Problem details ▸ Render all of the rows below as a numbered list, leaving out any blank lines.

Input records ▸

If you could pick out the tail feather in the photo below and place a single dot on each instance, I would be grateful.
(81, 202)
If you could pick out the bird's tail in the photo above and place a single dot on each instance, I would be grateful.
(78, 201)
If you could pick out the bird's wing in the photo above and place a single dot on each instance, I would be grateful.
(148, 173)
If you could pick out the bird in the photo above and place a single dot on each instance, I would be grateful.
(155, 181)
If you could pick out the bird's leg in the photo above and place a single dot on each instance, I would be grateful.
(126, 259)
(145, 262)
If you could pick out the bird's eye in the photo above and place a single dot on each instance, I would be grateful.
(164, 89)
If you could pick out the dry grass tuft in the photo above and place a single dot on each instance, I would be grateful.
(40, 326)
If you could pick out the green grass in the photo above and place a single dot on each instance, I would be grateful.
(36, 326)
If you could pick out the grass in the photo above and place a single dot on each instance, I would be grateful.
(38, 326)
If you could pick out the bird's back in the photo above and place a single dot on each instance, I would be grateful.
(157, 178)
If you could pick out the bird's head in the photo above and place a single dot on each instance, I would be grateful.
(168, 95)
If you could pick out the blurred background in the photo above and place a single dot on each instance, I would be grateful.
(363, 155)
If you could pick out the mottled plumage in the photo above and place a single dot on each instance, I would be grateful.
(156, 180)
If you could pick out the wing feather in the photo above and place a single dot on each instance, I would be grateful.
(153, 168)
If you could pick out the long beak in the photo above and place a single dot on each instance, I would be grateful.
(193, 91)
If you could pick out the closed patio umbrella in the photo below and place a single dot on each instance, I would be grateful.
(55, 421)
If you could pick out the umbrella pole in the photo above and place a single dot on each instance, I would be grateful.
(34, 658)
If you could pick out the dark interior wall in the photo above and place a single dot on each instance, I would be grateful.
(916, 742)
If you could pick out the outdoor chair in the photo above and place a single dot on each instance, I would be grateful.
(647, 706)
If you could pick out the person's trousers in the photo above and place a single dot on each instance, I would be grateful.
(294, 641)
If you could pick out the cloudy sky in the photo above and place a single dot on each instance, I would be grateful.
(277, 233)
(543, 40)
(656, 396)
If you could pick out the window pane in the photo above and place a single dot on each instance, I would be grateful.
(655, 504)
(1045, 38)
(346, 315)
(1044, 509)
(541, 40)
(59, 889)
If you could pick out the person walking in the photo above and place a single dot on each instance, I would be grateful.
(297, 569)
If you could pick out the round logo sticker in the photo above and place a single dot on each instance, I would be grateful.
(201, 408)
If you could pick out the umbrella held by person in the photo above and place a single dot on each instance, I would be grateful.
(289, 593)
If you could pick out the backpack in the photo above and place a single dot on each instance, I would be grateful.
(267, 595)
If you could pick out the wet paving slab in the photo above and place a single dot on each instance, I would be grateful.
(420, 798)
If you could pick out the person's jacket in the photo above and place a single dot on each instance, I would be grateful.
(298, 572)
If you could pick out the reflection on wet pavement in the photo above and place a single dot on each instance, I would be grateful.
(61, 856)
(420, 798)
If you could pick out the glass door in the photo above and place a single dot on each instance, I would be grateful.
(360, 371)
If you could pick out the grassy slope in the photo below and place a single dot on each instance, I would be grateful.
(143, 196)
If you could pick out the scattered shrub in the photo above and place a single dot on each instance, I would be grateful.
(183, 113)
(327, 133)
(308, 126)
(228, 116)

Correct result ▸
1. If you could pick out the tail feather in the photo below and place a single dot on each instance, I would be grateful.
2. (81, 202)
3. If you could pick out the bird's tail in the photo above and place a single dot on each instance, I would be grateful.
4. (78, 201)
5. If you could pick out the bird's wing in the photo above and place a single dot on each instance, I would be grateful.
6. (148, 173)
7. If you could pick out the bird in the photo above and place a single dot on each instance, I would be grateful.
8. (155, 181)
9. If you could pick out the bird's leg in the photo above and place a single dot on each instance, I would be grateful.
10. (126, 259)
11. (145, 262)
12. If you could pick out the bird's eye in the photo above and place a single dot on each instance, I would be grateful.
13. (164, 89)
14. If you could pick out the dry grass tuft in the photo above and place a single dot on each instance, I would be grateful.
15. (40, 326)
16. If you could pick out the green grass in the photo above and place a single dot on each instance, I would be grateful.
17. (36, 326)
18. If you could pick out the grass in the photo above and place a single dot on each instance, I would be grateful.
19. (38, 326)
20. If you could pick out the bird's back in the photo above and place a single dot on each instance, I would be grateful.
21. (157, 178)
22. If you could pick out the bird's head in the photo above and place a single dot on each instance, I would be grateful.
23. (168, 95)
24. If you could pick out the blurred background in the photo above and place a single dot on each instance, I would be grateful.
25. (363, 155)
26. If you could pick out the mottled plumage in the photo above and place a single dot on each instance, I would be grateful.
27. (156, 180)
28. If you could pick out the wing feather in the photo above and place a single dot on each instance, I would be grateful.
29. (153, 168)
30. If you could pick out the long beak in the photo above and place a single dot on each instance, I would be grateful.
31. (193, 91)
32. If you could pick out the closed patio umbrella in the photo below and place a single dot on each instance, I would be grateful.
33. (55, 421)
34. If you could pick out the umbrella pole in the photo above and place a single dot on each instance, I would be grateful.
35. (34, 658)
36. If you could pick out the dark interior wall in the photo above and place a single dot on each instance, I would be grateful.
37. (916, 742)
38. If you could pick out the outdoor chair in the photo above and place a single dot on each instance, I would be grateful.
39. (647, 706)
40. If you could pick out the person's trousers in the photo above and place a single dot on each instance, I would be grateful.
41. (294, 641)
42. If you could pick out the cloudy sky in the photo above and place a single dot on each instance, I would be grateful.
43. (277, 233)
44. (543, 40)
45. (656, 396)
46. If you could pick out the window pane in the photo above and place a single dot on each instance, I would be grateful.
47. (655, 504)
48. (1045, 38)
49. (346, 315)
50. (1044, 509)
51. (541, 40)
52. (59, 889)
53. If you could pick out the person walking in the photo above and place a single dot on each instance, I would be grateful.
54. (297, 569)
55. If you could pick out the round logo sticker in the photo above and place a single dot on each instance, I would be grateful.
56. (201, 408)
57. If you could pick out the umbrella held by person in the photo above and place a single dot on each instance, I would be grateful.
58. (289, 593)
59. If you could pick out the backpack in the photo above and place a single dot on each instance, I would be grateful.
60. (267, 595)
61. If you could pick out the wet paving slab in the photo above and place a single dot on each instance, I would be grateful.
62. (420, 798)
63. If you could pick out the person's jacket in the photo above and place a single dot on each instance, I would be grateful.
64. (298, 572)
65. If you could pick out the reflection on wet pavement in the photo above and place a single dot on each instance, I would be grateful.
66. (61, 856)
67. (420, 798)
68. If you could pick out the glass door in the photo above and place a single dot on each instance, I would be grateful.
69. (360, 371)
70. If you could pick out the grassy slope in the photo below and place a single dot on each instance, I would be grateful.
71. (143, 196)
72. If you could pick out the scattered shrub in the photo above and place a single dot on each instance, I would be grateful.
73. (183, 113)
74. (327, 133)
75. (308, 126)
76. (228, 116)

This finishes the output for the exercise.